Text provided:
‘Severance’ Star Goes Full Nightmare in Must-See Horror Film

REAL DEAL

Adam Scott shines as a writer trapped in a remote, and not remotely safe, Irish hotel.

Grimm’s fairy tales were often rooted in violence perpetrated against—or by—children. And Damian McCarthy uniquely taps into that classical vein with Hokum.

A folk-horror thriller (May 1, in theaters) whose bloody traumas and self-destructive guilt help put a novel twist on the haunted house nightmare, this creepy nerve-rattler confirms that the director’s excellent 2024 breakout Oddity was no fluke—thanks, in no small part, to an Adam Scott lead performance that’s all the more captivating for refusing to court easy sympathy.

For his third behind-the-camera feature, McCarthy returns to his native Ireland, which American author Ohm Bauman (Scott) visits following an evening in which he believes, while working at his laptop, that he sees a silhouette on his staircase. Ohm is penning the conclusion to a successful trilogy of novels about a conquistador.

Items:
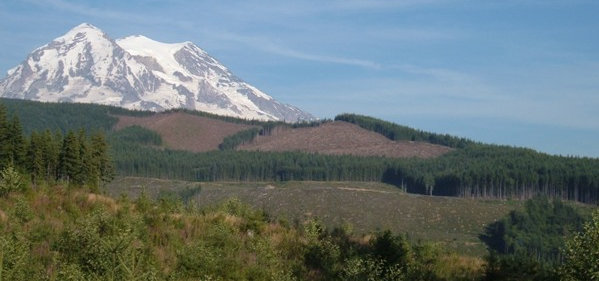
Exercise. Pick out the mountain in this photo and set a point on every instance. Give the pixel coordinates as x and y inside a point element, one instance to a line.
<point>86,66</point>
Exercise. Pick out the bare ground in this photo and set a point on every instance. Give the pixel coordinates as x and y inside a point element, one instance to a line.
<point>185,131</point>
<point>339,138</point>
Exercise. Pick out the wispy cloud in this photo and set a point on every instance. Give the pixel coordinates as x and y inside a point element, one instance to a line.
<point>269,46</point>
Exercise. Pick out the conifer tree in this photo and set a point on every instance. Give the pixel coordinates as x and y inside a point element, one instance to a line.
<point>17,143</point>
<point>103,169</point>
<point>4,140</point>
<point>51,146</point>
<point>70,162</point>
<point>35,158</point>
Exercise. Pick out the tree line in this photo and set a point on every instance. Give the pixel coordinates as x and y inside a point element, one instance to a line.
<point>471,170</point>
<point>75,158</point>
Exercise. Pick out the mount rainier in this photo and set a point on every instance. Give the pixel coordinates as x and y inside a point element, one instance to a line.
<point>87,66</point>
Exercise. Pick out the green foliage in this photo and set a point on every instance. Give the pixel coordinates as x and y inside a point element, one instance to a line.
<point>232,141</point>
<point>137,134</point>
<point>471,170</point>
<point>537,232</point>
<point>10,180</point>
<point>99,238</point>
<point>397,132</point>
<point>528,244</point>
<point>38,116</point>
<point>582,253</point>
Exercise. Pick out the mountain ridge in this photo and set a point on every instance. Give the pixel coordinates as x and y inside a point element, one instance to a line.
<point>135,72</point>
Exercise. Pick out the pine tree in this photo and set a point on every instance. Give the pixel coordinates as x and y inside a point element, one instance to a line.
<point>103,170</point>
<point>5,153</point>
<point>70,162</point>
<point>17,143</point>
<point>86,169</point>
<point>35,158</point>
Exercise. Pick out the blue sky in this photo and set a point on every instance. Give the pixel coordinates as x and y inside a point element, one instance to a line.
<point>523,73</point>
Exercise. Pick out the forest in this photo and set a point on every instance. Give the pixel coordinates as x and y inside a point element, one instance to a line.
<point>472,170</point>
<point>54,225</point>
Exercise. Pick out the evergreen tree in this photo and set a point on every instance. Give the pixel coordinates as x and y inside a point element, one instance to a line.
<point>70,162</point>
<point>4,139</point>
<point>103,170</point>
<point>17,143</point>
<point>51,146</point>
<point>35,158</point>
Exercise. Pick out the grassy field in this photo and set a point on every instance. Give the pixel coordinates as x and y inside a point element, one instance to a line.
<point>365,207</point>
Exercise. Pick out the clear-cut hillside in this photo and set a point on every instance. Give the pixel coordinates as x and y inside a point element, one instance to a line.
<point>85,65</point>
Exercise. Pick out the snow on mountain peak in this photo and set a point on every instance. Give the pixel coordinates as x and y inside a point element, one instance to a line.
<point>136,72</point>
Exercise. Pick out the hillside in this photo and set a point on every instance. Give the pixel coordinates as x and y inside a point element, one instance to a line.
<point>184,131</point>
<point>471,169</point>
<point>341,138</point>
<point>365,207</point>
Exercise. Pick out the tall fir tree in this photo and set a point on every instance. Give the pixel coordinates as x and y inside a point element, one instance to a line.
<point>51,146</point>
<point>5,153</point>
<point>103,170</point>
<point>35,158</point>
<point>17,143</point>
<point>70,161</point>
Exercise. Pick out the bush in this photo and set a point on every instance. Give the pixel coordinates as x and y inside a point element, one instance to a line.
<point>10,180</point>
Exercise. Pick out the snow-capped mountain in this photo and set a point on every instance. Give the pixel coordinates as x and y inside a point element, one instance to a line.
<point>87,66</point>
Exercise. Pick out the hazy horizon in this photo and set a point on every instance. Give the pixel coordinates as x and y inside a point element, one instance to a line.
<point>522,73</point>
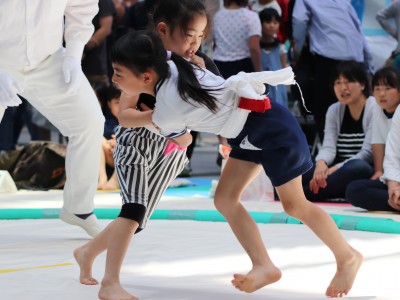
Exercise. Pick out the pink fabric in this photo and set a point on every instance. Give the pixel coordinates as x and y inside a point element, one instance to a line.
<point>172,147</point>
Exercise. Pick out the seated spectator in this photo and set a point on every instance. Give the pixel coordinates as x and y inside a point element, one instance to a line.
<point>109,101</point>
<point>373,194</point>
<point>346,153</point>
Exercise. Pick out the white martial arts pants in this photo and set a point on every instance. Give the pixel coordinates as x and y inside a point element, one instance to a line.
<point>78,116</point>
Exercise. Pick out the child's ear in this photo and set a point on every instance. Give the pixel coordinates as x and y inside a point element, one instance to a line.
<point>147,77</point>
<point>162,28</point>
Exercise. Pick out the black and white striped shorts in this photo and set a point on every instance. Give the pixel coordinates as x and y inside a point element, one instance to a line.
<point>143,171</point>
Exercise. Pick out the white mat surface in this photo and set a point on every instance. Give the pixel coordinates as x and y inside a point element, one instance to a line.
<point>185,260</point>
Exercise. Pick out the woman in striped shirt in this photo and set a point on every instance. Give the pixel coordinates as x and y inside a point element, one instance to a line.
<point>346,153</point>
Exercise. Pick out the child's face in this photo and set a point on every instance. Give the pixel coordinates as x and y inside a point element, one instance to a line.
<point>348,92</point>
<point>188,43</point>
<point>113,105</point>
<point>387,97</point>
<point>127,81</point>
<point>270,29</point>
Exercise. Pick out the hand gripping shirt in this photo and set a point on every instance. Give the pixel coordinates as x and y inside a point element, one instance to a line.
<point>173,115</point>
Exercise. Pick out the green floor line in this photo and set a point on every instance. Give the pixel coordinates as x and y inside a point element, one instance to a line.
<point>345,222</point>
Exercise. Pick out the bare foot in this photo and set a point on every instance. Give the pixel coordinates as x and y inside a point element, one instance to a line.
<point>85,266</point>
<point>114,292</point>
<point>258,277</point>
<point>345,275</point>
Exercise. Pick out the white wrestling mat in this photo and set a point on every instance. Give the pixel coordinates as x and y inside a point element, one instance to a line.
<point>184,259</point>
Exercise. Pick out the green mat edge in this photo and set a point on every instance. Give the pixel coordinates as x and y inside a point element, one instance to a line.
<point>345,222</point>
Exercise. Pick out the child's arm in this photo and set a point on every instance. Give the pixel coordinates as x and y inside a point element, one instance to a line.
<point>183,140</point>
<point>378,152</point>
<point>129,116</point>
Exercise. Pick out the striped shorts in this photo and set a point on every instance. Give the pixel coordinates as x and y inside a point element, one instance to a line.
<point>143,170</point>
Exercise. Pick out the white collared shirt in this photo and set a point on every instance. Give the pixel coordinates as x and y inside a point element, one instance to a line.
<point>32,30</point>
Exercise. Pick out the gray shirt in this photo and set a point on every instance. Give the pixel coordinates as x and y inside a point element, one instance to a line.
<point>334,118</point>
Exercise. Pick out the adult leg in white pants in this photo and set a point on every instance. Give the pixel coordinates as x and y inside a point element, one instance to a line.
<point>78,116</point>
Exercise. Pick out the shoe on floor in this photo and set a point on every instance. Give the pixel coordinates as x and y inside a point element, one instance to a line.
<point>89,224</point>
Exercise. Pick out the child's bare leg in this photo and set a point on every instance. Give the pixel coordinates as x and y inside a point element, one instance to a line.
<point>348,260</point>
<point>235,177</point>
<point>86,254</point>
<point>122,232</point>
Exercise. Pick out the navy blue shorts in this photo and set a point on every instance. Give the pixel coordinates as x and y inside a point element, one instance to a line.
<point>275,140</point>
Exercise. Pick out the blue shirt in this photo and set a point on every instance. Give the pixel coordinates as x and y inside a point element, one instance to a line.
<point>333,28</point>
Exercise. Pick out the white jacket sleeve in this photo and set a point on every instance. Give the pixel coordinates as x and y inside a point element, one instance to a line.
<point>327,152</point>
<point>78,25</point>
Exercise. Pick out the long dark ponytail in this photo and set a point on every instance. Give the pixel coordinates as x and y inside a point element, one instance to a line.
<point>140,51</point>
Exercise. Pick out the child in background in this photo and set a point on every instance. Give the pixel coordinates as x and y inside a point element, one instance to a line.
<point>146,162</point>
<point>346,152</point>
<point>259,5</point>
<point>273,53</point>
<point>372,194</point>
<point>109,101</point>
<point>189,97</point>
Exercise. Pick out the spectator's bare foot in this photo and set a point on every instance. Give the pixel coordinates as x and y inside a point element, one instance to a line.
<point>114,292</point>
<point>85,266</point>
<point>257,278</point>
<point>345,274</point>
<point>112,184</point>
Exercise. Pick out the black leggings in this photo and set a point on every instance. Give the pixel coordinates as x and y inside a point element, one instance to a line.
<point>368,194</point>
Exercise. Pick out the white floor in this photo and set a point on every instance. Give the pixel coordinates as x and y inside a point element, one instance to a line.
<point>180,260</point>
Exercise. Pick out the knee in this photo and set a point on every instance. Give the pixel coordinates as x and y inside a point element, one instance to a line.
<point>222,202</point>
<point>292,210</point>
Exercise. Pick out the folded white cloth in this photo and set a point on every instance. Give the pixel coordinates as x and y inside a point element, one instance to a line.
<point>251,85</point>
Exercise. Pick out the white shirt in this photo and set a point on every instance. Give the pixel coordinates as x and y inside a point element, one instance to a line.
<point>391,162</point>
<point>32,30</point>
<point>173,115</point>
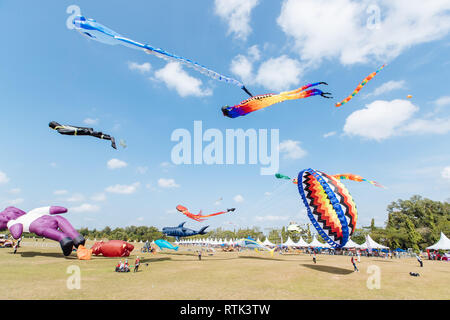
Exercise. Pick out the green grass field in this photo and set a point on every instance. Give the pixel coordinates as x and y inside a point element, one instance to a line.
<point>37,272</point>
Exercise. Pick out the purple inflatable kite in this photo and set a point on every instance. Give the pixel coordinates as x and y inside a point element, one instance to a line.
<point>43,222</point>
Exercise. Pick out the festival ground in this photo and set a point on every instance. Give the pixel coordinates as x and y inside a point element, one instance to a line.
<point>39,271</point>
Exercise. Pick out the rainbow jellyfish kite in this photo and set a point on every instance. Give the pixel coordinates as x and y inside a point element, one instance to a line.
<point>330,206</point>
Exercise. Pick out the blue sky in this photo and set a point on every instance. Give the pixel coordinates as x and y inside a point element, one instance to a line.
<point>49,72</point>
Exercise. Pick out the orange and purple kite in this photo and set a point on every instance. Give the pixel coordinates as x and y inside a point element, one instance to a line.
<point>262,101</point>
<point>359,87</point>
<point>199,217</point>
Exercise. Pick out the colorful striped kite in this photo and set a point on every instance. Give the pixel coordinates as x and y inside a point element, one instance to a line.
<point>96,31</point>
<point>359,87</point>
<point>343,176</point>
<point>262,101</point>
<point>355,177</point>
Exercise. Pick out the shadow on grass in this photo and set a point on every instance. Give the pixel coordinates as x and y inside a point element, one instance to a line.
<point>328,269</point>
<point>261,258</point>
<point>180,254</point>
<point>32,254</point>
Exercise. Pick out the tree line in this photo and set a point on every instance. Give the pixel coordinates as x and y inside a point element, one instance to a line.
<point>415,223</point>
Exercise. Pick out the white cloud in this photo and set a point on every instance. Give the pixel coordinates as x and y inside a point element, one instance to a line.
<point>344,29</point>
<point>15,191</point>
<point>176,78</point>
<point>60,192</point>
<point>15,202</point>
<point>446,173</point>
<point>442,101</point>
<point>3,178</point>
<point>387,87</point>
<point>123,189</point>
<point>291,149</point>
<point>271,218</point>
<point>237,14</point>
<point>77,197</point>
<point>329,134</point>
<point>142,170</point>
<point>381,119</point>
<point>98,197</point>
<point>85,207</point>
<point>243,68</point>
<point>423,126</point>
<point>142,68</point>
<point>90,121</point>
<point>116,164</point>
<point>279,73</point>
<point>167,183</point>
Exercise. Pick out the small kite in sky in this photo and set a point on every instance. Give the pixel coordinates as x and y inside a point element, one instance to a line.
<point>81,131</point>
<point>262,101</point>
<point>359,87</point>
<point>96,31</point>
<point>199,217</point>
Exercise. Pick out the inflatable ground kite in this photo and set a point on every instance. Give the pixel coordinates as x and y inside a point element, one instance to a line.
<point>161,243</point>
<point>112,248</point>
<point>45,222</point>
<point>329,205</point>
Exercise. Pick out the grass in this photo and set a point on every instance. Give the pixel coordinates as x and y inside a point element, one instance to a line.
<point>37,272</point>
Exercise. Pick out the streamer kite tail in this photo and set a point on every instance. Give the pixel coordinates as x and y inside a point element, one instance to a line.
<point>359,87</point>
<point>96,31</point>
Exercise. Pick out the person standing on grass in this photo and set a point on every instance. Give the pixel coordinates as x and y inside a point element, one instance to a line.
<point>136,265</point>
<point>355,268</point>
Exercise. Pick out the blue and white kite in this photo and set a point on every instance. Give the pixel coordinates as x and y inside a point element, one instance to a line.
<point>96,31</point>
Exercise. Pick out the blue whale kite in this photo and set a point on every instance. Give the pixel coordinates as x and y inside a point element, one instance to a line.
<point>181,231</point>
<point>161,243</point>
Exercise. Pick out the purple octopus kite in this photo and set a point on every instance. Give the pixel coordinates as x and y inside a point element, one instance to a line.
<point>43,222</point>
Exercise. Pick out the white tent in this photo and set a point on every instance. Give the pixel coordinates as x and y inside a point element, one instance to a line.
<point>289,243</point>
<point>315,243</point>
<point>371,244</point>
<point>351,244</point>
<point>301,243</point>
<point>442,244</point>
<point>268,243</point>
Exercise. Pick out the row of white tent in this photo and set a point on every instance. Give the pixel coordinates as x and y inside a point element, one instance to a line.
<point>369,244</point>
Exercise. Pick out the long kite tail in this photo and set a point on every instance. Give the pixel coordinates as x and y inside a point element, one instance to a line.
<point>262,101</point>
<point>359,87</point>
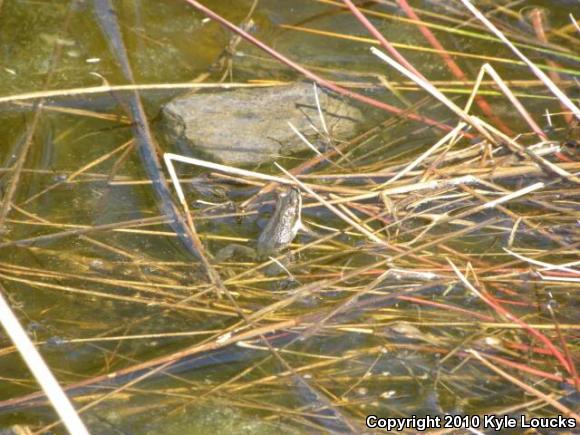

Complete the following:
1. Say whether each statement agrees with the Hokum review, answering yes or no and quoting the deciding words: (a) Hokum opens in theaters on May 1. (b) Hokum is McCarthy's second feature as a director. (c) Ohm Bauman is an Irish author.
2. Please copy the passage from the Hokum review that begins at the words "Grimm’s fairy tales" and stops after "about a conquistador.".
Rely on the Hokum review alone.

Full solutions:
1.
(a) Yes: "(May 1, in theaters)"
(b) No: "For his third behind-the-camera feature"
(c) No: "American author Ohm Bauman (Scott)"

2.
Grimm’s fairy tales were often rooted in violence perpetrated against—or by—children. And Damian McCarthy uniquely taps into that classical vein with Hokum.

A folk-horror thriller (May 1, in theaters) whose bloody traumas and self-destructive guilt help put a novel twist on the haunted house nightmare, this creepy nerve-rattler confirms that the director’s excellent 2024 breakout Oddity was no fluke—thanks, in no small part, to an Adam Scott lead performance that’s all the more captivating for refusing to court easy sympathy.

For his third behind-the-camera feature, McCarthy returns to his native Ireland, which American author Ohm Bauman (Scott) visits following an evening in which he believes, while working at his laptop, that he sees a silhouette on his staircase. Ohm is penning the conclusion to a successful trilogy of novels about a conquistador.